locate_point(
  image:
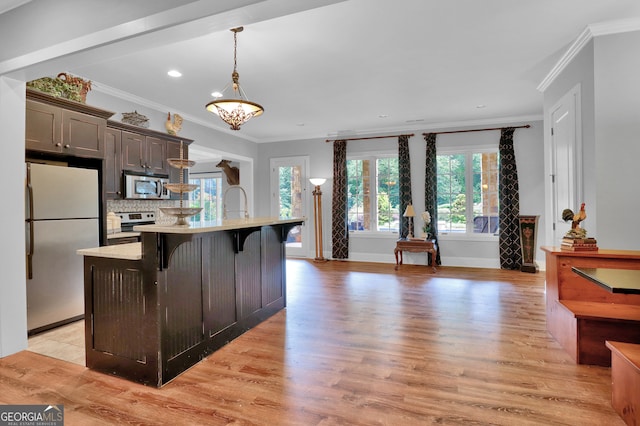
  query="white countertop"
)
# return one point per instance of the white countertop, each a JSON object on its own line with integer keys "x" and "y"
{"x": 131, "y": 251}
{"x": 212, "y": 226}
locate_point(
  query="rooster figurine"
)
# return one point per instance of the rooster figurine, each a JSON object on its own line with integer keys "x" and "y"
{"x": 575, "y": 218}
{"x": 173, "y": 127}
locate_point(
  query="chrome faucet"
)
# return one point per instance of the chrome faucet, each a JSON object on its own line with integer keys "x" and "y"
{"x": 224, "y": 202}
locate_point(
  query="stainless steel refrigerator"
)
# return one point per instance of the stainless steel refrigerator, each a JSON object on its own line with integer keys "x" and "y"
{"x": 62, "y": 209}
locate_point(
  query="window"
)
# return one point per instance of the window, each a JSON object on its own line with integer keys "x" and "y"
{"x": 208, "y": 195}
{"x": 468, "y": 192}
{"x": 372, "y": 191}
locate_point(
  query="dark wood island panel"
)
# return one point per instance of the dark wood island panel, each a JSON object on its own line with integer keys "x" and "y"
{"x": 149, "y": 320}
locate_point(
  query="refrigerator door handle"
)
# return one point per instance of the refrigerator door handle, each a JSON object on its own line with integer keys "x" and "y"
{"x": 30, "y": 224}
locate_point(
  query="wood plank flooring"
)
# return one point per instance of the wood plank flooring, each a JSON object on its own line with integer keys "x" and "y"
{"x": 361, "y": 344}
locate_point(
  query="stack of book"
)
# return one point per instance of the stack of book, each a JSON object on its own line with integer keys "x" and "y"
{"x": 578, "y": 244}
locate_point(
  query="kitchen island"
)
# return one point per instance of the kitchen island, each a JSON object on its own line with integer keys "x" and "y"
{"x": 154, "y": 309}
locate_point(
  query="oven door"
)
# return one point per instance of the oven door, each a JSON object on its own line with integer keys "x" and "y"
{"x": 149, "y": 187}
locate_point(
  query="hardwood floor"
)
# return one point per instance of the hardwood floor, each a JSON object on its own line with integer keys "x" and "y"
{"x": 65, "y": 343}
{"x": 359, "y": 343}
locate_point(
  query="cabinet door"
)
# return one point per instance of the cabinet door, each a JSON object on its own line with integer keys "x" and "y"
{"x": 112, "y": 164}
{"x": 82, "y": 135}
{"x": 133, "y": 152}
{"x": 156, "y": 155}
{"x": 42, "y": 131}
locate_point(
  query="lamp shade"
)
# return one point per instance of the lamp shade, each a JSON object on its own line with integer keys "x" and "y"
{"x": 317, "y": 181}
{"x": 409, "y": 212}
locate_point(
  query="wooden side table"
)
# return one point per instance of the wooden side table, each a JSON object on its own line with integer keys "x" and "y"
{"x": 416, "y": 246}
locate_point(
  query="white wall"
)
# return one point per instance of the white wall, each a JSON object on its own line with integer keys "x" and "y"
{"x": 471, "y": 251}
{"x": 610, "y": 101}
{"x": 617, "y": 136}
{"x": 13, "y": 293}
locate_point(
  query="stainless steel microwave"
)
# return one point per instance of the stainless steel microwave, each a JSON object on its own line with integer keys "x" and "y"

What you will do - Your response should be each line that includes the word "microwave", copied from the records.

Written response -
  query="stainless steel microwave"
# return one point per instance of the stainless steel microwave, each a JSON object on its own line with integer keys "x" and "y"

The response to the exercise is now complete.